[Passage provided Boundary: Start]

5★
“Strangely scratched gums were bulldozed for further access and the garbage mounds quickly grew, the bora and its circles consumed by trash, rubbish, the towns scraps. The pathway was given the name of Old Black Road.”
This is a strange and sad and wonderful book. It would be hard-hearted readers who didn’t find themselves immersed in Simpson’s small/big story of an Aboriginal family who lives at the Campgrounds on the outskirts of a small country town.
The activities are the everyday cooking, washing, sweeping, endless cups of tea and conversation between the women and girls or between the men and boys. There are several generations, but the main focus is Celie Billymil and her daughter Mili.
Celie worked in the hospital laundry, cleaning the bed linens by boiling them in the copper over a fire, scrubbing them and hanging them out to dry. They were often putrid, but we are told they were spotless when she was done with them. Her hands were a wreck. But she loved that she had a job and Tom.
“Celie and Tom Billymil lay staring at the ribbed roof of their bedroom, listening. The flat tin roof played a soft symphony of pings and clicks as the metal stretched to greet the new day.”
Interspersed with their activities are conversations from ‘above’. From past elders and those who are watching their families below. Some we get to know as characters. The stars and celestial bodies are important in many cultures, not least in Aboriginal lore. It’s the kind of thing artists have incorporated into what many of us think of as Aboriginal dot painting.
“Many stars in the sky were in fact hearths, each of these hearths comprising a family, waiting for their loved ones to arrive. The large men and women sat crosslegged next to each other, each with a strand of twined rope tied loosely around their left big toe. The binding trailed away into the blackness, the end taken up on the edge of the atmosphere and woven into the nests of birds. The trees would transfer the string through their heartbeat, below the ground and to their roots. It created an earthly network that connected all living or once lived things across the expanse.”
The river, the trees, the bora ground, the special places have all been part of their families and culture forever. In other cultures, they might be the churches, temples, schools, ceremonial community centres. This is certainly at odds with how the mayor and his cronies see them, as ripe for development.

[Passage provided Boundary: End]
[Data provided Boundary: Start]

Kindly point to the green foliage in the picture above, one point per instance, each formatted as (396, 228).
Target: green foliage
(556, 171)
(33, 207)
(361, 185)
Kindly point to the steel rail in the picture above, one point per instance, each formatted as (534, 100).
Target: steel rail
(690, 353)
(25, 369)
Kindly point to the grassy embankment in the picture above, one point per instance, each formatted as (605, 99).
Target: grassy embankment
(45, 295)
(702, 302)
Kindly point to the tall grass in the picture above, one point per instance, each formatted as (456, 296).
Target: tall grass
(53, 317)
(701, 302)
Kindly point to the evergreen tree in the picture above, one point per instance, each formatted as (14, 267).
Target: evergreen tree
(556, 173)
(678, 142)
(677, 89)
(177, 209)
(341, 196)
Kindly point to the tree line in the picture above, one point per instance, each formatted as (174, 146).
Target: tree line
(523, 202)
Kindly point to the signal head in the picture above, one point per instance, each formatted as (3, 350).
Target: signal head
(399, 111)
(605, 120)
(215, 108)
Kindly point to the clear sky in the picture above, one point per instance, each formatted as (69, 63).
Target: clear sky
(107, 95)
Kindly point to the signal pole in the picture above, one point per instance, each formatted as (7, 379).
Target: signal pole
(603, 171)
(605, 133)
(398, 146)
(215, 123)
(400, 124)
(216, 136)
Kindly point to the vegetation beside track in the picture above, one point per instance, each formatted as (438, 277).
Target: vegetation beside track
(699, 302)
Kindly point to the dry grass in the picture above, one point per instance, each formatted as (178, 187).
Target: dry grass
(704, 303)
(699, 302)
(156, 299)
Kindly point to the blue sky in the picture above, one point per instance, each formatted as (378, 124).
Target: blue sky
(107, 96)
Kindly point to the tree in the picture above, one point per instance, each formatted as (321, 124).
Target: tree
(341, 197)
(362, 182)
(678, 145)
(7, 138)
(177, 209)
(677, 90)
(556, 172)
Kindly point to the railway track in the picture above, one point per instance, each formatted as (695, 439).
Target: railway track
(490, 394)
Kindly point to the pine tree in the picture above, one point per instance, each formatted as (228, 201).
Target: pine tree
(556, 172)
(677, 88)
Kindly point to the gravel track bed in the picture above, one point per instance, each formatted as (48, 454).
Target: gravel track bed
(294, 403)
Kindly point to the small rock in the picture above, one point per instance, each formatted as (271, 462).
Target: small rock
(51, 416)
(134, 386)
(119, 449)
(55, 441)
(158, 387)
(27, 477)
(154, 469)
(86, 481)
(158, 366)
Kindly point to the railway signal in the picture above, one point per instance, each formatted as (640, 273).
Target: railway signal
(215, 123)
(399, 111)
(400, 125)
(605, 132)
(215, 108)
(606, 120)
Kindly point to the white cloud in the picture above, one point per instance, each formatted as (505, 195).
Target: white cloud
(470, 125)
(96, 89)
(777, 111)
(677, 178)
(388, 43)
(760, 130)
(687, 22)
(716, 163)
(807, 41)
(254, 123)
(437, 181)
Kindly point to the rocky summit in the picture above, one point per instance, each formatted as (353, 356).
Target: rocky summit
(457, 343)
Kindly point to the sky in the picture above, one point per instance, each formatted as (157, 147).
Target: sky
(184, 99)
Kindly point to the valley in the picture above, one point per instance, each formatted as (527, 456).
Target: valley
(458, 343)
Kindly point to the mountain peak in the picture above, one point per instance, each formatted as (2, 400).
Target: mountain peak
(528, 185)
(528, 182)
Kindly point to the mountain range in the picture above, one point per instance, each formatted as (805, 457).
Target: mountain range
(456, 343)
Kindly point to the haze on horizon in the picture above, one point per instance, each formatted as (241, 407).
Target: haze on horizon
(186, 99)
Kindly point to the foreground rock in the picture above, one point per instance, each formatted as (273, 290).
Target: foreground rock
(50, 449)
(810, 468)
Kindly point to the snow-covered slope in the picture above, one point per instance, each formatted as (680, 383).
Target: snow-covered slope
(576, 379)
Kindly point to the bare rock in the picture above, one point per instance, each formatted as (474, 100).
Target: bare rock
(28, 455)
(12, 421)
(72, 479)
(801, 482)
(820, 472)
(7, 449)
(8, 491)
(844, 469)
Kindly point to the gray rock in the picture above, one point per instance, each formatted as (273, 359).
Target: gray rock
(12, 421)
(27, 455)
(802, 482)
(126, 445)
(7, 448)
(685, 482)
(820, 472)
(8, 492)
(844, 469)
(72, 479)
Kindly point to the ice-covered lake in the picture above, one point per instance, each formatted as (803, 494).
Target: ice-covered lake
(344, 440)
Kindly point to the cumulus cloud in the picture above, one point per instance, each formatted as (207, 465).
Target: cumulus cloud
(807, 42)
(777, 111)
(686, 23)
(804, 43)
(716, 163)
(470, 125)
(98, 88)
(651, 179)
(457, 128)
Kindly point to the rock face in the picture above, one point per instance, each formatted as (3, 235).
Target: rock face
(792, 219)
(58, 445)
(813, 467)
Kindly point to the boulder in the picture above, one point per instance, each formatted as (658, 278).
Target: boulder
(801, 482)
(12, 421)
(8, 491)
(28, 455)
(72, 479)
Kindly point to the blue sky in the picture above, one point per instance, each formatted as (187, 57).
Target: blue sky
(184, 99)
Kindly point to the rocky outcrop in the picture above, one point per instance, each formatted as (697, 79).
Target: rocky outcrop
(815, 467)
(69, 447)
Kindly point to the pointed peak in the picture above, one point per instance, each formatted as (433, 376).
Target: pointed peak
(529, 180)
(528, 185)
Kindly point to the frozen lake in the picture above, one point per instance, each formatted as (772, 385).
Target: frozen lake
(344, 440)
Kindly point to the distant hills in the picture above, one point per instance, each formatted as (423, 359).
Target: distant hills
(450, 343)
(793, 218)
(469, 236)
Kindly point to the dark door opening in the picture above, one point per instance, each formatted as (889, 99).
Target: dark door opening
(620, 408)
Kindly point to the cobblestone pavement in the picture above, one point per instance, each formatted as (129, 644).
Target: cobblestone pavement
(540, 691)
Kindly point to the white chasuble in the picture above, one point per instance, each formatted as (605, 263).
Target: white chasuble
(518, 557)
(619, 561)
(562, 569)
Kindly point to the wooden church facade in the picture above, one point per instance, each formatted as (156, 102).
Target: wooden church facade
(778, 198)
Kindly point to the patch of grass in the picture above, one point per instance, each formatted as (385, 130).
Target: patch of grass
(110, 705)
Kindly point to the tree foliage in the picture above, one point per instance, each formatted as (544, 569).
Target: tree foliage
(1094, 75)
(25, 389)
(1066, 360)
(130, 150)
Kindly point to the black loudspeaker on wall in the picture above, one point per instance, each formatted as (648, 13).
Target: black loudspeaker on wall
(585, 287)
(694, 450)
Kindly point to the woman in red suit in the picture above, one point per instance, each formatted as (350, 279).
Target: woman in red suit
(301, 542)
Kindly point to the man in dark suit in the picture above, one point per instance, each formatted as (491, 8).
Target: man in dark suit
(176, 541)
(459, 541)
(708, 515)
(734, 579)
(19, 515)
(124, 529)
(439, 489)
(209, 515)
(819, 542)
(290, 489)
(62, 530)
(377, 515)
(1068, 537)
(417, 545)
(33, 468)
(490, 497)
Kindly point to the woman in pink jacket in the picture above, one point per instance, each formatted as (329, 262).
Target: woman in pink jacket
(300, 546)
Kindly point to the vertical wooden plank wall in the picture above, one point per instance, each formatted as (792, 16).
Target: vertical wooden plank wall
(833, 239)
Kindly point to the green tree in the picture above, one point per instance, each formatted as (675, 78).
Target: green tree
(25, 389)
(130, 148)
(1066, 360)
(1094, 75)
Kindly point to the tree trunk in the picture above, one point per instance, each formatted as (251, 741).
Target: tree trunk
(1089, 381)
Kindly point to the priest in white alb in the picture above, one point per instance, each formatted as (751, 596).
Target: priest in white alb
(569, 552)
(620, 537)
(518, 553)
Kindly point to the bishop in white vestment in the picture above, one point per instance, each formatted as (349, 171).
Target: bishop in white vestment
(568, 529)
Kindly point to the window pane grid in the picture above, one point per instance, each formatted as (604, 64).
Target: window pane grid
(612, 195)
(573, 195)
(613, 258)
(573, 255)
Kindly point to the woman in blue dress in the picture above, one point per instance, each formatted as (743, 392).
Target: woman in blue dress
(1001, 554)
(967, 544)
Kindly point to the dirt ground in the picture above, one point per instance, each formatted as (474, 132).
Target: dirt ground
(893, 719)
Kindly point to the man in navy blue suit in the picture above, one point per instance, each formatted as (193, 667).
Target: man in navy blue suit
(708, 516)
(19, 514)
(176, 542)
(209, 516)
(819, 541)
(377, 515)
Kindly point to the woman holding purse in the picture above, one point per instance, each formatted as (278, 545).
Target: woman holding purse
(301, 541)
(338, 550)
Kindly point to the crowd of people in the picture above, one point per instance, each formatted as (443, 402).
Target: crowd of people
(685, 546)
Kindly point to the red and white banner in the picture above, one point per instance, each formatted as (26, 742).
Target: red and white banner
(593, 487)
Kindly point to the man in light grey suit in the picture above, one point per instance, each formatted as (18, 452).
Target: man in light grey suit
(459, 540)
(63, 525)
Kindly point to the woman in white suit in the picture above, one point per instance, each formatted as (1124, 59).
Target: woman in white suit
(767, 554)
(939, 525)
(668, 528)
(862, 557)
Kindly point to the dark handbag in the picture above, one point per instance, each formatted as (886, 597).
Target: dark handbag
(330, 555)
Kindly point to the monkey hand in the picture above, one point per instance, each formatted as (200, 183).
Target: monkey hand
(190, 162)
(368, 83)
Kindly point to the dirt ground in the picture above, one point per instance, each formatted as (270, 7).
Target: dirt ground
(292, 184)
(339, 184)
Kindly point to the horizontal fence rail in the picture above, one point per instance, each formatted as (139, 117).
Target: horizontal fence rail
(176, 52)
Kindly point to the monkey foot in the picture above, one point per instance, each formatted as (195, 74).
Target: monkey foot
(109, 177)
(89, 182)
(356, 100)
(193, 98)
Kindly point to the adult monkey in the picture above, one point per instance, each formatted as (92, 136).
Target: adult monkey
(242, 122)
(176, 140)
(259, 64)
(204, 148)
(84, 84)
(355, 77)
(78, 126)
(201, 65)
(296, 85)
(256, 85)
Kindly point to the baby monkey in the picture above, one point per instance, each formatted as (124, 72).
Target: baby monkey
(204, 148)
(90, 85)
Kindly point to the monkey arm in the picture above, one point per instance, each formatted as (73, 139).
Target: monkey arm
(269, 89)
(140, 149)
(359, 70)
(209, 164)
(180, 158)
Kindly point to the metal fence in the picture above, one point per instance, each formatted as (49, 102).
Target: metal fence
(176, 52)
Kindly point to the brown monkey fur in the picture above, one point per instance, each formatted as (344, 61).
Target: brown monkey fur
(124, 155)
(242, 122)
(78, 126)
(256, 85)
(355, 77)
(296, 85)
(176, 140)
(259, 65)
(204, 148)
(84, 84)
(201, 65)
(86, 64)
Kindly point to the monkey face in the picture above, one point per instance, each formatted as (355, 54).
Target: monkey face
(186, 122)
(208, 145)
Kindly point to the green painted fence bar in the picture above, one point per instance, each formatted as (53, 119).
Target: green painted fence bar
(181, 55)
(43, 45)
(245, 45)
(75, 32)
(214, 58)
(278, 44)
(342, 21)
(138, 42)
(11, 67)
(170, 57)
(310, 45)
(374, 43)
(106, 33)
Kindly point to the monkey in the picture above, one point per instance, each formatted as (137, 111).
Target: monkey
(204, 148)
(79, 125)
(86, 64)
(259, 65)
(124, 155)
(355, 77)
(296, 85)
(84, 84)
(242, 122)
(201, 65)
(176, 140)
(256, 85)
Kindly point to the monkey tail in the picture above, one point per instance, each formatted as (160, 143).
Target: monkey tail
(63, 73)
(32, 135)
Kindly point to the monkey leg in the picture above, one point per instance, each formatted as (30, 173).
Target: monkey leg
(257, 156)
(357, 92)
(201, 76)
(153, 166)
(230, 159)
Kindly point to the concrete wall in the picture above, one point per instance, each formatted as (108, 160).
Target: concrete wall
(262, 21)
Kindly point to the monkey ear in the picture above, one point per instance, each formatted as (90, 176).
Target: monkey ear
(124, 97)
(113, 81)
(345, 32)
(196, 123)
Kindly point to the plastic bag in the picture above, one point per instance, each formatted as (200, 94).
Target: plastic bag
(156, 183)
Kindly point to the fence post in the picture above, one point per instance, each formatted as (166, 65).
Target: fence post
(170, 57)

[Data provided Boundary: End]

**Action item A**: According to the book review, where did Celie Billymil work?
**Action item B**: Please extract the passage of the book review starting at "This is a strange" and ending at "small country town.".

**Output A**: In the hospital laundry.

**Output B**:
This is a strange and sad and wonderful book. It would be hard-hearted readers who didn’t find themselves immersed in Simpson’s small/big story of an Aboriginal family who lives at the Campgrounds on the outskirts of a small country town.